Text excerpt
::::

# You Can't Fix $*****



## Asian Spirit (Mar 1, 2010)

*Duterte policy to erode US influence in South China Sea*



The Duterte administration’s “independent” foreign policy should not be belittled or underestimated, as it could “substantially” undermine the influence of the United States, a long-time ally and... Read More 

(source: INQ News)


----------



## fmartin_gila (May 15, 2011)

Yep Keeping an eye on it and wondering where this is leading and what the consequences will be.

Fred


----------



## Ram1957 (Oct 14, 2014)

Duterte would face obstacles in cutting US arms reliance: analysts | ABS-CBN News

I don't think it will be as easy as some think.


----------



## EuroBob (Feb 23, 2015)

I wonder if this current tactic could be used in a careful balance which allowed the Philippines to have more positive discussions with China without losing the benefit of the Mutual Defence Treaty with the U.S. .

::::

Set exercise
Could you extend the forum thread above on Duterte's foreign policy and US influence with a few more posts that follow EuroBob's comment?

Data extract
::::

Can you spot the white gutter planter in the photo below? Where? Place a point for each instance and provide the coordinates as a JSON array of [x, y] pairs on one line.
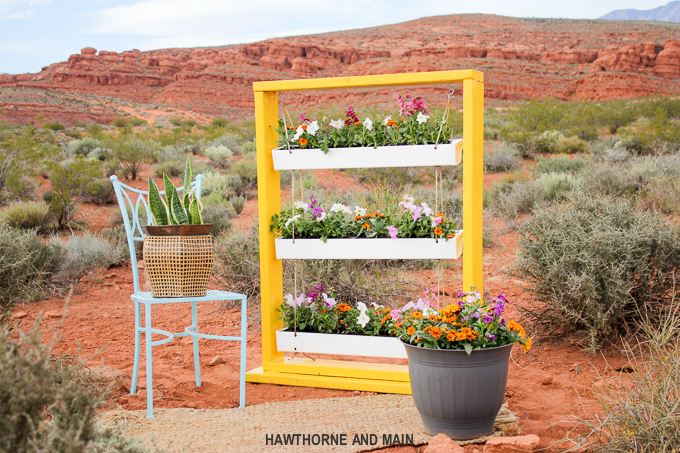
[[363, 157], [370, 248], [340, 344]]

::::

Response
----------



## M.C.A. (Feb 24, 2013)

The exchange rate seems to improve with every off the cuff word against the US ... but I had a dream years ago that I might need to exit through the US Embassy and it looked like a very bad event was happening, my dream seemed to show huge unrest. 

There couldn't be two more opposites when it comes to politics between the US Administration and the Philippine and so much time to make things worse before a new US Administration change in January.


----------



## esv1226 (Mar 13, 2014)

I think Duterte simply wants to appear tough. He wants to save face with locals and does not know how to respond to US criticism. I think the White House response - down play it - is spot on.


----------



## Asian Spirit (Mar 1, 2010)

EuroBob said:


> I wonder if this current tactic could be used in a careful balance which allowed the Philippines to have more positive discussions with China without losing the benefit of the Mutual Defense Treaty with the U.S. .


China probably thinks it will be easy to get the best deal out of whatever happens dealing with this president. At the same time, I think China will cooperate and play along but only as long as they think they are getting the upper hand.
If nothing else, we are getting a front row seat watching real world politics work and how it plays out.


----------



## EuroBob (Feb 23, 2015)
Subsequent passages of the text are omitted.